◆ RECORDED INFORMATION ◆
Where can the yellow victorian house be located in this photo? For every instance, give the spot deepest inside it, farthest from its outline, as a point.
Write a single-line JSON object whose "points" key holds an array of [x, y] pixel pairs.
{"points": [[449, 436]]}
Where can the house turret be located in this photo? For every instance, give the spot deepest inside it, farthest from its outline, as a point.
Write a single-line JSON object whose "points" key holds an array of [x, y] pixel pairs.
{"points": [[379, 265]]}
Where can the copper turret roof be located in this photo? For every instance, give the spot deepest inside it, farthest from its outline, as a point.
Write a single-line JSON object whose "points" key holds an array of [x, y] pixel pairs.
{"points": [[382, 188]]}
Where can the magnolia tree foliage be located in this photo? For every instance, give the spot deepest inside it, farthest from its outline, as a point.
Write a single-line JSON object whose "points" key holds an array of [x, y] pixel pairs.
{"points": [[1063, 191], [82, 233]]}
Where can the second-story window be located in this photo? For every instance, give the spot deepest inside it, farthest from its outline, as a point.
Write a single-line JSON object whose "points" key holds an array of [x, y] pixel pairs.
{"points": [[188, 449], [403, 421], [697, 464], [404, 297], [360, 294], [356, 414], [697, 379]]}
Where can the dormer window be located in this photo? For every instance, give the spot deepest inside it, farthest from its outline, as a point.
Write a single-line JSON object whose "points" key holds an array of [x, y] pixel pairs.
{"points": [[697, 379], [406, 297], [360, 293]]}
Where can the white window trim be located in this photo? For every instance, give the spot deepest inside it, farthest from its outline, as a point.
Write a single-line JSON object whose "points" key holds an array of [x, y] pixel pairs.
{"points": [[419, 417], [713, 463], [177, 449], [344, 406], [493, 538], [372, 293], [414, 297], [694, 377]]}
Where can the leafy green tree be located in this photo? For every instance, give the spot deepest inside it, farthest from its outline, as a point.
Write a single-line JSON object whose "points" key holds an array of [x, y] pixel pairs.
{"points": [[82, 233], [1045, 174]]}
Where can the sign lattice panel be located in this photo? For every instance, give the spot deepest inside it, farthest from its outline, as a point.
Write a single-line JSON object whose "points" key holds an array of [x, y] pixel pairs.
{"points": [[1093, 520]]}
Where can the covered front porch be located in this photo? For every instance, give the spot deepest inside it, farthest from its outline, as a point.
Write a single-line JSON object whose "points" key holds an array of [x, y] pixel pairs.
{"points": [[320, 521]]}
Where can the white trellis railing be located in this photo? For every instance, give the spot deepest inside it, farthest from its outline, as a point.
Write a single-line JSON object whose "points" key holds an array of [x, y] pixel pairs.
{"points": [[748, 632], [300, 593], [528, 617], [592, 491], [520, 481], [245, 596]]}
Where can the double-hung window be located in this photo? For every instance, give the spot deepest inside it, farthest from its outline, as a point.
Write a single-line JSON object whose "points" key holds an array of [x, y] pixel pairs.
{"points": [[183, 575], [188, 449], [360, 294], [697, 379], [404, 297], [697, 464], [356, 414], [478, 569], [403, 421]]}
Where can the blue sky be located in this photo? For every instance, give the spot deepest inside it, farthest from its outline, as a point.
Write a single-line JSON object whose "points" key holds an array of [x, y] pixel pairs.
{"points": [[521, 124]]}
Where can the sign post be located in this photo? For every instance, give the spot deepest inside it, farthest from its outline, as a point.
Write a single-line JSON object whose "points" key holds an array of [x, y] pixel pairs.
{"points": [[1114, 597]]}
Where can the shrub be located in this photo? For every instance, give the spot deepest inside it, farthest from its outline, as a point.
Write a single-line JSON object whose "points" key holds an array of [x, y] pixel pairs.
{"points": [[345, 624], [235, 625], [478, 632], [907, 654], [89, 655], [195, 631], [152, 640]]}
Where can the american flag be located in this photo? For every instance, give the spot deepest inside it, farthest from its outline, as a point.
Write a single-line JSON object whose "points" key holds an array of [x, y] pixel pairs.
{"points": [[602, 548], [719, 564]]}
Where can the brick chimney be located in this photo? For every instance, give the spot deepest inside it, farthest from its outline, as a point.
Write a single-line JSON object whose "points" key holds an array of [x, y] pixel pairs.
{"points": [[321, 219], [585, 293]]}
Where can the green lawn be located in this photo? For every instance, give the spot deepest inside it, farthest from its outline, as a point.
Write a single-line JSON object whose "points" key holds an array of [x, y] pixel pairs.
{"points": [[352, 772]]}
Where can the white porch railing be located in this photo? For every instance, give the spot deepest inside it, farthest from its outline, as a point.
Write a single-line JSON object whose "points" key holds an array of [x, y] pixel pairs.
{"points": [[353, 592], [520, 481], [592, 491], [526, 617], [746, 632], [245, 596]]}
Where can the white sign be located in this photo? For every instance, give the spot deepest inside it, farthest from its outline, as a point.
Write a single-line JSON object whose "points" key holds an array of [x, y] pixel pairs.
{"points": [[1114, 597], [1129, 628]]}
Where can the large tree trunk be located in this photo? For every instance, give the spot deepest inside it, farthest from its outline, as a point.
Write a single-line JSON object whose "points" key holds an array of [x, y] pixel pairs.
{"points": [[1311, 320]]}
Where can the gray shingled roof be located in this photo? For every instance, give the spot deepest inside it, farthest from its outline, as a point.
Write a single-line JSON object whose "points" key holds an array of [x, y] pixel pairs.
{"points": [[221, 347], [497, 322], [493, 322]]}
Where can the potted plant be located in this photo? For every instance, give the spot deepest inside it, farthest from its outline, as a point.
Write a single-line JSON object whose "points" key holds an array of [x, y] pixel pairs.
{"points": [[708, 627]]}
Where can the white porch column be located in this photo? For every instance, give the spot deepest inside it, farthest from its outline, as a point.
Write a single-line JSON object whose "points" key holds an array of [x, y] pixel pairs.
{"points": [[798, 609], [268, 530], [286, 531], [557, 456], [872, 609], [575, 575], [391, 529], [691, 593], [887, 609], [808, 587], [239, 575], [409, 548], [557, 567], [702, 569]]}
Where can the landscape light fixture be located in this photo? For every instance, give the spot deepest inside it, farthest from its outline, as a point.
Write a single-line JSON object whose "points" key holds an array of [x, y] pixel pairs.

◆ THE EXERCISE ◆
Render every line of the records above as a JSON list of strings, one string per line, leaving out blank lines.

◆ WRITTEN SOLUTION ◆
[
  "Where can the yellow victorian house be located in this photo? For every instance, give the spot deepest inside it, farthest from its outline, as a point.",
  "Write a single-line JSON object whose \"points\" key holds an array of [x, y] pixel pairs.",
  "{\"points\": [[449, 436]]}",
  "Where can the house turret be located in this photo? For every instance, give the spot deepest inside it, farthest from its outline, as a point.",
  "Write a single-line JSON object whose \"points\" key holds an array of [x, y] pixel pairs.",
  "{\"points\": [[379, 265]]}",
  "Where can the copper turret roof be located in this photo? For every instance, give the spot deepest inside it, farthest from its outline, as a point.",
  "Write a single-line JSON object whose \"points\" key holds an array of [x, y] pixel pairs.",
  "{\"points\": [[382, 188]]}",
  "Where can the magnolia tree foliage be located in this photo? For every instance, give the spot deepest inside it, farthest from its outline, as a point.",
  "Write a single-line JSON object whose \"points\" key holds an array of [x, y] pixel pairs.",
  "{\"points\": [[1063, 191], [82, 233]]}",
  "Where can the second-story window be located in this photo? For every instance, give the spot deepest inside it, farthest from its outline, as a point.",
  "Write a single-line JSON object whose \"points\" key holds an array of [x, y] pixel pairs.",
  "{\"points\": [[188, 449], [403, 421], [697, 464], [404, 297], [360, 294], [356, 414], [697, 379]]}",
  "Where can the dormer window be located in this photo? For every instance, give the spot deepest inside it, farthest from its outline, as a point.",
  "Write a single-line JSON object whose \"points\" key holds an array of [x, y] pixel pairs.",
  "{\"points\": [[697, 379], [406, 297], [360, 293]]}",
  "Where can the white window trim be located in this photo? For every instance, give the spot deepest inside it, farthest from its outline, as a point.",
  "Write a single-line JSON object whose \"points\" key holds an array of [x, y] pixel pairs.",
  "{\"points\": [[419, 417], [713, 463], [177, 449], [344, 406], [493, 538], [372, 293], [414, 297], [694, 377]]}",
  "Where can the leafy green tree be located in this photo? For every instance, give the spot deepest inside it, farthest from its outline, as a point.",
  "Write a single-line JSON object whose \"points\" key holds an array of [x, y] pixel pairs.",
  "{\"points\": [[82, 233], [1045, 174]]}",
  "Where can the sign lattice panel be located in this photo? For every instance, give the spot deepest inside it, farthest from its outline, as a point.",
  "Write a single-line JSON object whose \"points\" key holds an array of [x, y] pixel pairs.",
  "{\"points\": [[1093, 520]]}",
  "Where can the covered front porch be located in this photo? For every instance, give the spot deepest inside it, farthest from its outline, as a point.",
  "Write a single-line JSON object whose \"points\" key holds an array of [x, y] pixel pairs.",
  "{\"points\": [[320, 521]]}",
  "Where can the white trellis railing be located in this photo? For every instance, give the spot deepest inside it, farthest from its outline, as a point.",
  "Write a single-line JSON object whose \"points\" key holds an array of [x, y] pixel pairs.",
  "{\"points\": [[748, 632], [300, 593], [528, 617], [592, 491], [520, 481], [245, 596]]}",
  "Where can the double-hung window be located in this photo? For every instance, give the spot deepest inside it, farthest from its outline, as a point.",
  "Write a single-line JSON object whose \"points\" key holds an array of [x, y] pixel pairs.",
  "{\"points\": [[183, 575], [188, 449], [360, 294], [697, 379], [404, 297], [697, 464], [356, 414], [478, 569], [403, 421]]}",
  "Where can the blue sky be located in this photo? For every instance, give the spot deepest inside it, farthest from its outline, as a point.",
  "Write a single-line JSON object whose \"points\" key holds an array of [x, y] pixel pairs.",
  "{\"points\": [[521, 124]]}",
  "Where can the sign post be located in this photo? For every instance, give the spot deepest inside it, farthest from its outline, as a point.",
  "Write a single-line JSON object whose \"points\" key holds an array of [x, y] pixel pairs.",
  "{\"points\": [[1114, 597]]}",
  "Where can the shrub be located in this photo? For every instance, give the spot deepest inside it, farthest from its outline, as a point.",
  "Write a single-line JSON object whose \"points\" key holds an array of [x, y] pixel pairs.",
  "{\"points\": [[345, 624], [235, 625], [478, 632], [907, 654], [89, 655], [195, 631], [152, 640]]}",
  "Where can the american flag be located in this photo? For every instance, give the spot deepest inside it, farthest from its outline, as a point.",
  "Write a single-line JSON object whose \"points\" key holds an array of [x, y] pixel pairs.",
  "{\"points\": [[602, 548], [719, 564]]}",
  "Where can the brick chimney be located in this photo? For every instance, give the spot deepest inside it, farthest from its outline, as a point.",
  "Write a single-line JSON object whose \"points\" key holds an array of [x, y] pixel pairs.",
  "{\"points\": [[321, 219], [585, 293]]}",
  "Where can the green lawn be located in this photo? For every instance, give the spot deepest inside it, farthest from its outline, as a point.",
  "Write a single-line JSON object whose \"points\" key holds an array of [x, y] pixel pairs.",
  "{\"points\": [[352, 772]]}",
  "Where can the white porch railing be located in this photo? For every instance, give the spot deepest inside it, farthest from its outline, as a point.",
  "Write a single-line JSON object whose \"points\" key holds an array of [x, y] pixel pairs.",
  "{\"points\": [[353, 592], [520, 481], [592, 491], [526, 617], [746, 632], [245, 596]]}",
  "Where can the white sign be located in this photo? For every instance, give the spot deepest inside it, farthest from its outline, as a point.",
  "Write a single-line JSON object whose \"points\" key holds an array of [x, y] pixel pairs.",
  "{\"points\": [[1114, 597], [1129, 628]]}",
  "Where can the large tree trunk be located in this photo? For every instance, give the spot deepest inside it, farthest from its outline, as a point.",
  "Write a single-line JSON object whose \"points\" key holds an array of [x, y] pixel pairs.",
  "{\"points\": [[1311, 320]]}",
  "Where can the gray shingled roof be located in this photo? For every instance, give the spot deepest inside it, farthest from its outline, as a point.",
  "Write a single-line JSON object whose \"points\" key holds an array of [x, y] pixel pairs.",
  "{\"points\": [[221, 347], [497, 322], [493, 322]]}",
  "Where can the potted plant be located in this photo? For every instance, give the spot deepest inside it, farthest from its outline, as a point.",
  "Write a single-line JSON object whose \"points\" key holds an array of [x, y] pixel pairs.",
  "{\"points\": [[708, 627]]}",
  "Where can the white porch column be located in this photo? For every instance, give the spot deepest inside it, farthest from its outline, as a point.",
  "Write a single-line JSON object whose \"points\" key holds an array of [x, y] pixel pairs.",
  "{\"points\": [[798, 609], [268, 530], [286, 531], [557, 456], [872, 609], [575, 575], [391, 529], [691, 593], [887, 609], [808, 587], [239, 575], [409, 548], [557, 567], [702, 569]]}",
  "Where can the landscape light fixture be located in this photo? For every instance, give the spot deepest inside it, farthest from its outline, as a point.",
  "Write a single-line JSON object whose \"points\" key holds an array of [x, y] pixel pairs."
]